From: Andi Kleen <[email protected]>

Otherwise LTO will inline them anyways and cause a large
kernel text increase.

Since the explicit intention here is to not inline them marking
them noinline is good documentation even for the non LTO case.

Signed-off-by: Andi Kleen <[email protected]>
---
kernel/locking/spinlock.c | 56 +++++++++++++++++++--------------------
1 file changed, 28 insertions(+), 28 deletions(-)

### DATA LISTING

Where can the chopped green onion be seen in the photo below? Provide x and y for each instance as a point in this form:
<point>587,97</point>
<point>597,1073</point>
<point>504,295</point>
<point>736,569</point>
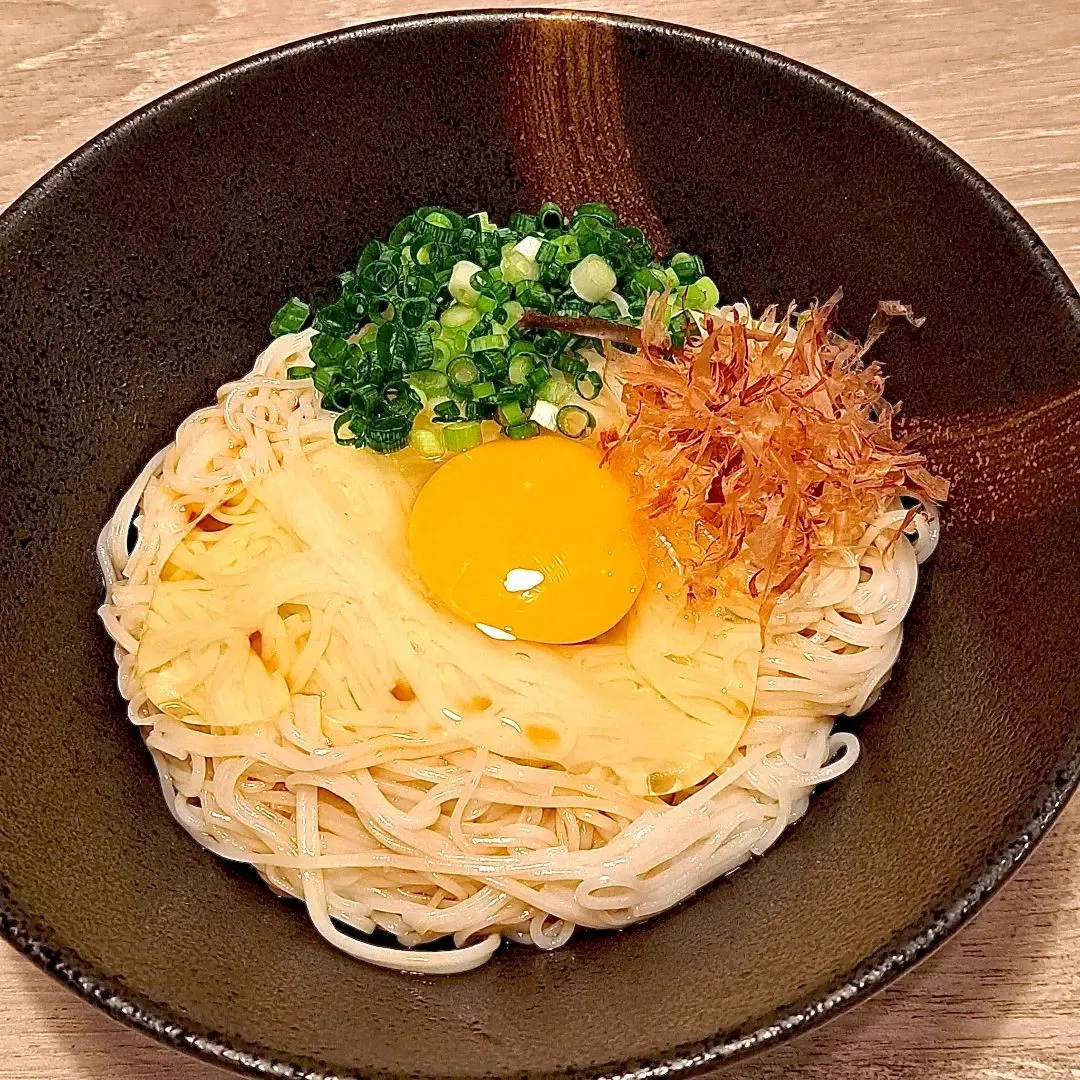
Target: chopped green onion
<point>550,216</point>
<point>485,341</point>
<point>427,443</point>
<point>462,372</point>
<point>548,252</point>
<point>461,287</point>
<point>554,275</point>
<point>527,429</point>
<point>365,400</point>
<point>459,315</point>
<point>387,434</point>
<point>462,435</point>
<point>512,413</point>
<point>413,312</point>
<point>702,295</point>
<point>429,382</point>
<point>538,377</point>
<point>575,421</point>
<point>592,279</point>
<point>513,312</point>
<point>520,368</point>
<point>289,318</point>
<point>567,248</point>
<point>589,386</point>
<point>556,390</point>
<point>687,267</point>
<point>338,319</point>
<point>401,400</point>
<point>534,296</point>
<point>521,223</point>
<point>518,267</point>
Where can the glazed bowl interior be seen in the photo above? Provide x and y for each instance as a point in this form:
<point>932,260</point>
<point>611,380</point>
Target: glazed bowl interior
<point>140,275</point>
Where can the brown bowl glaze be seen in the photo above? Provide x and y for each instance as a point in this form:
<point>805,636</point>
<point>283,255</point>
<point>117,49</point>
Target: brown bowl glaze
<point>140,274</point>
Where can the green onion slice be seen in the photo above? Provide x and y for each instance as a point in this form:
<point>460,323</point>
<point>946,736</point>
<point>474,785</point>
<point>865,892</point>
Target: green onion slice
<point>589,385</point>
<point>575,421</point>
<point>462,435</point>
<point>289,318</point>
<point>528,429</point>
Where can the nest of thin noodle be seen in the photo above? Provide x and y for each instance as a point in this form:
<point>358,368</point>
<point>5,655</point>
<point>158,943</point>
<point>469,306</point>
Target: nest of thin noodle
<point>759,444</point>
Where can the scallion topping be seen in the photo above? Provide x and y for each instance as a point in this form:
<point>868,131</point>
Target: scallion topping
<point>575,421</point>
<point>462,435</point>
<point>464,321</point>
<point>592,279</point>
<point>289,319</point>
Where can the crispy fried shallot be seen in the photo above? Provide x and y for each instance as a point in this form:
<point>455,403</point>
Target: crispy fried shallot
<point>760,442</point>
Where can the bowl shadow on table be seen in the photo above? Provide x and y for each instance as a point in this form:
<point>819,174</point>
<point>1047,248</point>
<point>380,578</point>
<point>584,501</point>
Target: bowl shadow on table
<point>967,1010</point>
<point>995,1001</point>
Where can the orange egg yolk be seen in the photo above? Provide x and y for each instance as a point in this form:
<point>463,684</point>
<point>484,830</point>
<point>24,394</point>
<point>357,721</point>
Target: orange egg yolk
<point>528,539</point>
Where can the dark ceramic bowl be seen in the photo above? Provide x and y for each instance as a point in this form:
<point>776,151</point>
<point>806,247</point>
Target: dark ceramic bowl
<point>140,273</point>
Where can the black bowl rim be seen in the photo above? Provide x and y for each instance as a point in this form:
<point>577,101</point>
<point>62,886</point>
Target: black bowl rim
<point>909,947</point>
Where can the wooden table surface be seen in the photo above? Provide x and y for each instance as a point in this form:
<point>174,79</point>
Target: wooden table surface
<point>1000,83</point>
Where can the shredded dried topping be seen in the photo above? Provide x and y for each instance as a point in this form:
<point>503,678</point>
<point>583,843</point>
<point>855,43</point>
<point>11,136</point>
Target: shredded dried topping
<point>761,442</point>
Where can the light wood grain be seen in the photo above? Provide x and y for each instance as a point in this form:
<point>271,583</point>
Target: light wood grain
<point>1000,83</point>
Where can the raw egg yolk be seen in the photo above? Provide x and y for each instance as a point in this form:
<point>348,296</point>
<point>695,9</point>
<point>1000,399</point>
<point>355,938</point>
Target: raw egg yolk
<point>528,539</point>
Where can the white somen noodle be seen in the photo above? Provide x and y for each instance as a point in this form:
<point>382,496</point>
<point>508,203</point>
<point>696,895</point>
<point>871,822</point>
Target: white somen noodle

### WRITTEN TASKS
a. Write out the part of the spinlock patch message from "Otherwise LTO will" to "non LTO case.".
b. For each statement, say whether the spinlock patch message agrees with it. Answer yes or no, and quote the words from the message that decide it. (i) The change touches only one file. (ii) The message says marking the functions noinline is useful documentation only when LTO is used. (iii) The patch adds more lines than it removes.
c. Continue the spinlock patch message from where it stops.
The records have no connection to the patch message about spinlock inlining.

### RESPONSES IN ORDER
a.
Otherwise LTO will inline them anyways and cause a large
kernel text increase.

Since the explicit intention here is to not inline them marking
them noinline is good documentation even for the non LTO case.

b. (i) Yes: "1 file changed". (ii) No: "is good documentation even for the non LTO case". (iii) No: "28 insertions(+), 28 deletions(-)".

c.
diff --git a/kernel/locking/spinlock.c b/kernel/locking/spinlock.c
index 936f3d14dd6b..51031785e821 100644
--- a/kernel/locking/spinlock.c
+++ b/kernel/locking/spinlock.c
@@ -123,7 +123,7 @@ BUILD_LOCK_OPS(write, rwlock);
#endif

#ifndef CONFIG_INLINE_SPIN_TRYLOCK
-int __lockfunc _raw_spin_trylock(raw_spinlock_t *lock)
+noinline int __lockfunc _raw_spin_trylock(raw_spinlock_t *lock)
{
return __raw_spin_trylock(lock);
}
@@ -131,7 +131,7 @@ EXPORT_SYMBOL(_raw_spin_trylock);
#endif

#ifndef CONFIG_INLINE_SPIN_TRYLOCK_BH
-int __lockfunc _raw_spin_trylock_bh(raw_spinlock_t *lock)
+noinline int __lockfunc _raw_spin_trylock_bh(raw_spinlock_t *lock)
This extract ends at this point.